## TRAVAIL À FAIRE:
1. Dans l'extrait sur Voltaire et Bailly, présentez sous forme de liste le paragraphe qui commence par « Voltaire en revenait à ses moutons » en conservant ses faits principaux.
2. Dans l'extrait sur Voltaire et Bailly, relevez mot pour mot le passage qui commence à « Vous pouviez intituler » et se termine à « cette nation primitive. ».

## TEXTE DE LECTURE:

Vous pouviez intituler votre livre Histoire du ciel, à
bien plus juste titre que l’abbé Pluche, qui, à mon avis, n’a fait qu’un
mauvais roman…
Je vois dans votre livre, monsieur, une profonde connaissance de tous les
faits avérés et de tous les faits probables. Lorsque je l’aurai fini, je
n’aurai d’autre empressement que celui de le relire : mes yeux de
quatre-vingt-deux ans me permettront ce plaisir. Je suis déjà
entièrement de votre avis sur ce que vous dites qu’il n’est pas possible
que différents peuples se soient accordés dans les mêmes méthodes, les
mêmes connaissances, les mêmes fables et les mêmes superstitions, si
tout cela n’a pas été puisé chez une nation primitive qui a enseigné et
égaré le reste de la terre. Or il y a longtemps que j’ai regardé
l’ancienne dynastie des brachmanes comme cette nation primitive.
Voltaire en revenait à ses moutons, à sa prédilection pour les
brachmanes, qu’il tenait pour plus d’une raison à opposer à d’autres sages
anciens ; il faisait semblant de croire que c’était là l’idée de Bailly,
laquelle était tout autre en effet, et qui dépossédait les brachmanes
indiens, tout aussi bien que les sages Chinois, de la science primitive
originale, pour en doter un autre peuple plus ancien et sans nom. Bailly
s’en expliqua par lettre auprès de Voltaire, lequel répliqua à
son tour et résista par toutes les raisons que le bon
sens trouve au premier abord, et que le sien rendait si piquantes et si
gaies ; il répugnait à admettre que l’âge d’or des sciences, et de
l’astronomie en particulier, eût été se loger d’emblée en Sibérie :
J’ose toujours, monsieur, vous demander grâce pour les
brachmanes. Ces Gangarides, qui habitaient un si beau climat et à qui la
nature prodiguait tous les biens, devaient, ce me semble, avoir plus de
loisir pour contempler les astres que n’en avaient les Tartares-Kalcas
et les Tartares-Usbecks…
Il ne nous est jamais venu de la Scythie européenne et asiatique que des
tigres qui ont mangé nos agneaux. Quelques-uns de ces tigres, à la
vérité, ont été un peu astronomes quand ils ont été de loisir, après
avoir saccagé tout le nord de l’Inde ; mais est-il à croire que ces
tigres partirent d’abord de leurs tanières avec des quarts de cercle et
des astrolobates ? Rien n’est plus ingénieux et plus vraisemblable,
monsieur, que ce que vous dites des premières observations qui n’ont pu
être faites que dans des pays où le plus long jour est de seize heures
et le plus court de huit ; mais il me semble que les Indiens
septentrionaux, qui demeuraient à Cachemire, vers le trente-sixième
degré, pouvaient bien être à portée de faire cette découverte.

## DONNÉES FOURNIES:
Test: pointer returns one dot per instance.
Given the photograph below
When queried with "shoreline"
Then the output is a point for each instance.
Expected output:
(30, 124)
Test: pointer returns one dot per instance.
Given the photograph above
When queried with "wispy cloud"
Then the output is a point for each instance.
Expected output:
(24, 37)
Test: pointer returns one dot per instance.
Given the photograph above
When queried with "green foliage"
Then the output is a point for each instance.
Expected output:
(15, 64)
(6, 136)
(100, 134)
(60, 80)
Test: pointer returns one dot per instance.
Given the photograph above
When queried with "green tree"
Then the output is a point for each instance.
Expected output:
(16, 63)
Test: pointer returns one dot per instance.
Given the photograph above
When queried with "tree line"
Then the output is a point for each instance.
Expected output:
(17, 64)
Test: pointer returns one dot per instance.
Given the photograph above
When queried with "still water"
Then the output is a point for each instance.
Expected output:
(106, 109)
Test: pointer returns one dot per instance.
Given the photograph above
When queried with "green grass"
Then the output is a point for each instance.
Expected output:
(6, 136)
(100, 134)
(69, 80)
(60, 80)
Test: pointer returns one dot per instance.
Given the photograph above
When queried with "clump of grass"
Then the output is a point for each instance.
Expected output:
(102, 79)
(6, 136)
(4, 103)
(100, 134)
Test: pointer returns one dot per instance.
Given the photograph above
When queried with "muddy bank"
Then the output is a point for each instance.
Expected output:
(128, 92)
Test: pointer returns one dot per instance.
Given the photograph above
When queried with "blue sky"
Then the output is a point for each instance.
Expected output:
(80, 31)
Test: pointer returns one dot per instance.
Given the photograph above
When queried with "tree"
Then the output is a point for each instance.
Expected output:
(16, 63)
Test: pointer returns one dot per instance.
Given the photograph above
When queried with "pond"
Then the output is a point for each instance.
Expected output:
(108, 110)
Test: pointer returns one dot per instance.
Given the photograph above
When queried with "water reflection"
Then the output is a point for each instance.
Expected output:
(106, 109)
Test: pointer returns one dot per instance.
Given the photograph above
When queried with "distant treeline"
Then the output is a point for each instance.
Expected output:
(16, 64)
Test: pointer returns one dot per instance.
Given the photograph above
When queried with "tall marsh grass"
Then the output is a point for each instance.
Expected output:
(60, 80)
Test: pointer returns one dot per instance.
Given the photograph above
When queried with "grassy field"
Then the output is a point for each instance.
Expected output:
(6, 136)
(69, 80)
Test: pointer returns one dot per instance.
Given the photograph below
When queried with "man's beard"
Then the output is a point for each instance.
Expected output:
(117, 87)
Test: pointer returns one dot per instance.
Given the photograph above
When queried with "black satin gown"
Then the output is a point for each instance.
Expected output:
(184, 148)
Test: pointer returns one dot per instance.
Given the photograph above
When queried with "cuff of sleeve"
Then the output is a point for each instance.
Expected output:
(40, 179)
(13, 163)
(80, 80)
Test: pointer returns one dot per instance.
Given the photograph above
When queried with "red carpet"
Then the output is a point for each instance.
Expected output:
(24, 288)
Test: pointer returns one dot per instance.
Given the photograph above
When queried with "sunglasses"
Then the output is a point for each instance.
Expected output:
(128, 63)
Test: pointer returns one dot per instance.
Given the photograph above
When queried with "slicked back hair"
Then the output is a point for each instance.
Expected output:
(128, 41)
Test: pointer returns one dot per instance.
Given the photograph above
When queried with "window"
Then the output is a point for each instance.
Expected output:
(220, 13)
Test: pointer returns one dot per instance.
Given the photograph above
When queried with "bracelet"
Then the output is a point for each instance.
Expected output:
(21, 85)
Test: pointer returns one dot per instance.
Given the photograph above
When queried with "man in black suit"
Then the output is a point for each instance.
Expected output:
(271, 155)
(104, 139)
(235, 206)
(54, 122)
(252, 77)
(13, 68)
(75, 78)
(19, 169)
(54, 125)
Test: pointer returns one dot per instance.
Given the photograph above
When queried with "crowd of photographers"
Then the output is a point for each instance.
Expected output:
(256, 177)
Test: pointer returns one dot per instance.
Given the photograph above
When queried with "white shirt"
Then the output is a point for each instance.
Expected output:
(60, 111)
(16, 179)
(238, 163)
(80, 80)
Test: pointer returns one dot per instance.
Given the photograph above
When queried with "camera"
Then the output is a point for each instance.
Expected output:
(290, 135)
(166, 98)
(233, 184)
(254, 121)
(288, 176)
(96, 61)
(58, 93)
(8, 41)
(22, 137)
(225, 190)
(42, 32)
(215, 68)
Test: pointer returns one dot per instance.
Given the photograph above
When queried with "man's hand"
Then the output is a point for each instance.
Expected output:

## RÉSULTATS ATTENDUS:
1.
- Voltaire revenait à sa prédilection pour les brachmanes, qu'il tenait à opposer à d'autres sages anciens pour plus d'une raison.
- Il faisait semblant de croire que c'était aussi l'idée de Bailly.
- L'idée de Bailly était en réalité tout autre : il retirait la science primitive aux brachmanes indiens comme aux sages chinois pour l'attribuer à un peuple plus ancien et sans nom.
- Bailly s'en expliqua par lettre auprès de Voltaire.
- Voltaire répliqua en résistant par des raisons de bon sens, que le sien rendait piquantes et gaies.
- Il refusait d'admettre que l'âge d'or des sciences, et de l'astronomie en particulier, se soit d'emblée trouvé en Sibérie.

2.
Vous pouviez intituler votre livre Histoire du ciel, à
bien plus juste titre que l’abbé Pluche, qui, à mon avis, n’a fait qu’un
mauvais roman…
Je vois dans votre livre, monsieur, une profonde connaissance de tous les
faits avérés et de tous les faits probables. Lorsque je l’aurai fini, je
n’aurai d’autre empressement que celui de le relire : mes yeux de
quatre-vingt-deux ans me permettront ce plaisir. Je suis déjà
entièrement de votre avis sur ce que vous dites qu’il n’est pas possible
que différents peuples se soient accordés dans les mêmes méthodes, les
mêmes connaissances, les mêmes fables et les mêmes superstitions, si
tout cela n’a pas été puisé chez une nation primitive qui a enseigné et
égaré le reste de la terre. Or il y a longtemps que j’ai regardé
l’ancienne dynastie des brachmanes comme cette nation primitive.